▶ _Entries supplied_:

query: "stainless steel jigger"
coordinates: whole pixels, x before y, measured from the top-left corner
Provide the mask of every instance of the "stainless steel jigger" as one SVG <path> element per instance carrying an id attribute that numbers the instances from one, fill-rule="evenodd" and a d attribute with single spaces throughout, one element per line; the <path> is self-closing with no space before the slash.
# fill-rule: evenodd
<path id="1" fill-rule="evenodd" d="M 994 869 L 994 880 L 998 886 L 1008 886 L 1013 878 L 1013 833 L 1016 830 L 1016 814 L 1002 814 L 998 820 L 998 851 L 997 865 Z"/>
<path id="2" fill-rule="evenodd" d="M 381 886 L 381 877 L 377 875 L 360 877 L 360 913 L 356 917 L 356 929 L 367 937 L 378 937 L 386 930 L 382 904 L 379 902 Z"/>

▶ _What is required_: Restate the data above in full, word for word.

▶ _Answer to this exercise_:
query: "stainless steel jigger"
coordinates: whole pixels, x before y, measured from the top-left corner
Provide the mask of every instance of the "stainless steel jigger" as one SVG <path> element per instance carrying an id attribute that numbers the instances from one, fill-rule="evenodd" and a d attribute with single spaces throughout, one element per line; the <path> is self-closing with no space before the slash.
# fill-rule: evenodd
<path id="1" fill-rule="evenodd" d="M 994 869 L 994 880 L 998 886 L 1008 886 L 1013 878 L 1013 833 L 1016 830 L 1016 814 L 1002 814 L 998 820 L 998 851 L 997 865 Z"/>
<path id="2" fill-rule="evenodd" d="M 381 886 L 381 877 L 377 875 L 360 877 L 360 913 L 356 917 L 356 929 L 367 937 L 378 937 L 386 930 L 382 904 L 379 902 Z"/>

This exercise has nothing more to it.